▶ [Records for processing]
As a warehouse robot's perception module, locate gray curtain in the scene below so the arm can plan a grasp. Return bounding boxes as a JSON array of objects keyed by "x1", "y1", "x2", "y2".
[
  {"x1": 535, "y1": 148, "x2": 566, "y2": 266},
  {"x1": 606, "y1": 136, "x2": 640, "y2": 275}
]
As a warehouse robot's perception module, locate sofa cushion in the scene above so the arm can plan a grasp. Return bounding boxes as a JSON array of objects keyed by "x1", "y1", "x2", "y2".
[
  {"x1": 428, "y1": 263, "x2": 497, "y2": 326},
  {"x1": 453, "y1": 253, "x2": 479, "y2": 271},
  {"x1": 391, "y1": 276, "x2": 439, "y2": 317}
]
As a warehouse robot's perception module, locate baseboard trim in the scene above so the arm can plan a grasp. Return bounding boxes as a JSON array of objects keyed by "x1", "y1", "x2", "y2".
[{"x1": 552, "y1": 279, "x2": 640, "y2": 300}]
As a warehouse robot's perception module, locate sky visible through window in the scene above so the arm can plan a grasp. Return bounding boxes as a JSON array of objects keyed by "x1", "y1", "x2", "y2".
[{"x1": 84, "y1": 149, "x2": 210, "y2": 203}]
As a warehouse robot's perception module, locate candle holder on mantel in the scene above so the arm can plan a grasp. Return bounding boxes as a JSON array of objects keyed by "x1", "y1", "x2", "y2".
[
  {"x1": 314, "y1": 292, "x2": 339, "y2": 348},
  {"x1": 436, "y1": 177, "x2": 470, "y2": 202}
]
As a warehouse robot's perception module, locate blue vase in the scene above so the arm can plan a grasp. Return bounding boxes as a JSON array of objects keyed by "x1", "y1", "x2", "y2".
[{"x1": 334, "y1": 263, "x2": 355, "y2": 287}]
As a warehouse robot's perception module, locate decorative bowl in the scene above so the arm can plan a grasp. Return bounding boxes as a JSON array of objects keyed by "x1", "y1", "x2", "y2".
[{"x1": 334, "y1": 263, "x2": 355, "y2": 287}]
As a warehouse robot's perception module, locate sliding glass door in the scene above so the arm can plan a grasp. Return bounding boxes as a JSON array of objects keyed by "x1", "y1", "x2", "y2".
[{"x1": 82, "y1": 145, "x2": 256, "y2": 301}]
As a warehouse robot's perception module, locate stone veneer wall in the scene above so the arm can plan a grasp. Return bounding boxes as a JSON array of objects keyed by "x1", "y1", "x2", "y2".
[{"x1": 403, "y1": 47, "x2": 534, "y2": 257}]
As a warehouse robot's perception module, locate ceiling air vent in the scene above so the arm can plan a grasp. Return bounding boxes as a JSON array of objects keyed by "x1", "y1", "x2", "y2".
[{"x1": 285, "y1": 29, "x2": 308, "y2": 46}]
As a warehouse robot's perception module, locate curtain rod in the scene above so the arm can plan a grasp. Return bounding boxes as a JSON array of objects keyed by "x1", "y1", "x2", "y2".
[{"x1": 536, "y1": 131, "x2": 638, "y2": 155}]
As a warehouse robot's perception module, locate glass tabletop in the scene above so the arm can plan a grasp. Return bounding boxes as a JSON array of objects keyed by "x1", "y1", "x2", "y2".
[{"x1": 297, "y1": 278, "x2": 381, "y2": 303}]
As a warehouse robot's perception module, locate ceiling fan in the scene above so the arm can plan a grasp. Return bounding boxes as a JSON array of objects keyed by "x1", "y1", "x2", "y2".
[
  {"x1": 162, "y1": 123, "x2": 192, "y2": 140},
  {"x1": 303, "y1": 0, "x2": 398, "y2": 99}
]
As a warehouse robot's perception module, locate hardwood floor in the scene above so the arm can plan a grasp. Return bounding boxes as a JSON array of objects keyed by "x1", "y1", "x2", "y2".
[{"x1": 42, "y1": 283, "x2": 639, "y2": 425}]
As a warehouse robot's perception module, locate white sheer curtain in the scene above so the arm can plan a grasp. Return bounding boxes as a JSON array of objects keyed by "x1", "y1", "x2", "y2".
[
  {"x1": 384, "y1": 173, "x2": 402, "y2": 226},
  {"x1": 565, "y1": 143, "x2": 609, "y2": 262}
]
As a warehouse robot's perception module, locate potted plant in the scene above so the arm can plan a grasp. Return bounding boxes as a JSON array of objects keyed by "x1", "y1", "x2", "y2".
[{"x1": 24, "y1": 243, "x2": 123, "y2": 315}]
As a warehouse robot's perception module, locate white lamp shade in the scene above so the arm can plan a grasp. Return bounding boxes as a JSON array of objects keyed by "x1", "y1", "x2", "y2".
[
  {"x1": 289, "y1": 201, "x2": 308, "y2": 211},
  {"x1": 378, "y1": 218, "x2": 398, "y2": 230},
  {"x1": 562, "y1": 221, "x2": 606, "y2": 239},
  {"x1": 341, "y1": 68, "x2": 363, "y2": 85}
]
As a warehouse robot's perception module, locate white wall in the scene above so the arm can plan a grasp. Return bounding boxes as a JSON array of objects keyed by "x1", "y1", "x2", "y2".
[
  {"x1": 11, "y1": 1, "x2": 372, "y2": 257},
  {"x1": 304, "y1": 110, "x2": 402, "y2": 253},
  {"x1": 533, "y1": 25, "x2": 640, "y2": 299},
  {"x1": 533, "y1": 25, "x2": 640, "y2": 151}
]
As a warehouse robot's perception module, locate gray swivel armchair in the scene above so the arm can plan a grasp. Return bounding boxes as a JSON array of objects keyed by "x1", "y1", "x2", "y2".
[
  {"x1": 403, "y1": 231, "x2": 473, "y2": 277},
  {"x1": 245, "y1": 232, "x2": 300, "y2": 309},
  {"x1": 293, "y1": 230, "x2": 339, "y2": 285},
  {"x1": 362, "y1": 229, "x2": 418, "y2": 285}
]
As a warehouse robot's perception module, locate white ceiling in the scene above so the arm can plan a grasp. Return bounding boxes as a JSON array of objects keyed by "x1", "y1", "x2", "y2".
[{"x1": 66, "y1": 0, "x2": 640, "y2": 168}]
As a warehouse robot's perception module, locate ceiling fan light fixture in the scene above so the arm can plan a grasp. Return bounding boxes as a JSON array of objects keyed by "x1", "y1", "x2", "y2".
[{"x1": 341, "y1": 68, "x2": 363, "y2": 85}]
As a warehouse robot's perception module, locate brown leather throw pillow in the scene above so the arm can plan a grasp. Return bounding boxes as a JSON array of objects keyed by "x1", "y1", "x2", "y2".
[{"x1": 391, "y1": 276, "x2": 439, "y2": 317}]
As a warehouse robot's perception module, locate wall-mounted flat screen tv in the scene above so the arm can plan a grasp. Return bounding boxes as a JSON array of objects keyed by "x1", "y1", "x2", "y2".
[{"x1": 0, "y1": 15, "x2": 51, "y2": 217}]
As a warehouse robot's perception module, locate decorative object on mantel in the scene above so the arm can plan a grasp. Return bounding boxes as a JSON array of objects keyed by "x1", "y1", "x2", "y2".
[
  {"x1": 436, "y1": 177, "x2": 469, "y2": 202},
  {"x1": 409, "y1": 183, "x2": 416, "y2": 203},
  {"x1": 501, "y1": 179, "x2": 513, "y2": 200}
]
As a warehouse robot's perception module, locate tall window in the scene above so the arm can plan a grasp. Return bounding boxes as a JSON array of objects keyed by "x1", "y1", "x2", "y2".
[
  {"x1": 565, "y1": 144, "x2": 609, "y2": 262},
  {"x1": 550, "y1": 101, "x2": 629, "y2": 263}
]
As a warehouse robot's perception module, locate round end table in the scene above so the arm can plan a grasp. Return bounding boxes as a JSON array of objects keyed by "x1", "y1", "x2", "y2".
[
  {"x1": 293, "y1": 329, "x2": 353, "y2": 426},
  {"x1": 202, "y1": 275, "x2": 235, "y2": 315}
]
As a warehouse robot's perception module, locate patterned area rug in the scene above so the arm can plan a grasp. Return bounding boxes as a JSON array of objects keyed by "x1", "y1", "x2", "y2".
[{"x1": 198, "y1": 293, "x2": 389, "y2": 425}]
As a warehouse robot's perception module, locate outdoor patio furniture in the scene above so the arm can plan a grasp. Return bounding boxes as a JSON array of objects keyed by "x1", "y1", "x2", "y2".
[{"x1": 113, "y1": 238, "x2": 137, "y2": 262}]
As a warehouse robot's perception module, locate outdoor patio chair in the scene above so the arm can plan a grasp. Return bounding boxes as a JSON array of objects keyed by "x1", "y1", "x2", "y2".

▶ [What to work on] Give back exactly the lines running from the line that has "As a warehouse robot's perception module, locate brown" to the end of the entries above.

▶ [Task result]
As a warehouse robot's perception module, locate brown leather throw pillow in the scene above so the arm can plan a grasp. Return bounding boxes as a JSON array of objects keyed by "x1", "y1", "x2", "y2".
[{"x1": 391, "y1": 276, "x2": 439, "y2": 317}]
As a warehouse robot's perception module, locate wall-mounted flat screen tv in the scene above so the arm can plan a grasp. Return bounding boxes as a JSON array of objects keyed by "x1", "y1", "x2", "y2".
[{"x1": 0, "y1": 15, "x2": 51, "y2": 217}]
As a warehouse robot's perception module, locate decorative object on mantel in the scene above so the arm can plan a grasp. Return bounding boxes as a JSON array of objects keyed by "x1", "y1", "x2", "y2".
[
  {"x1": 436, "y1": 177, "x2": 469, "y2": 202},
  {"x1": 409, "y1": 183, "x2": 416, "y2": 203},
  {"x1": 501, "y1": 179, "x2": 513, "y2": 200}
]
As a warehouse robot's perception module, locate tall window in the scene above so the arm can plan a grasp. Return bounding boxes as a JSON array of objects keyed by "x1", "y1", "x2", "y2".
[
  {"x1": 565, "y1": 144, "x2": 609, "y2": 262},
  {"x1": 550, "y1": 101, "x2": 629, "y2": 263}
]
As a warehouse robot's perception module, locate round end table in the scene above so the arm can plan a grasp. Return bounding boxes as a JSON array of objects keyed by "x1", "y1", "x2", "y2".
[
  {"x1": 293, "y1": 329, "x2": 353, "y2": 426},
  {"x1": 202, "y1": 275, "x2": 235, "y2": 315}
]
As a warehouse robot's perception module, locate patterned area rug in the scene above so the arm can plan a grasp. Return bounding boxes as a JSON array of objects keyed by "x1", "y1", "x2", "y2".
[{"x1": 198, "y1": 293, "x2": 389, "y2": 425}]
As a warehouse robot's perception module, locate outdoor patio furniture in the scene above so the arm can plan a grasp. Return bounding boxes as a JSON array of objects keyed by "x1", "y1", "x2", "y2".
[{"x1": 113, "y1": 238, "x2": 137, "y2": 262}]
As a warehouse robot's perception module, locate outdoor patio chair in the scene above so the arm can plan a grasp. Return bounding boxes as a JSON array of objects keyed by "x1", "y1", "x2", "y2".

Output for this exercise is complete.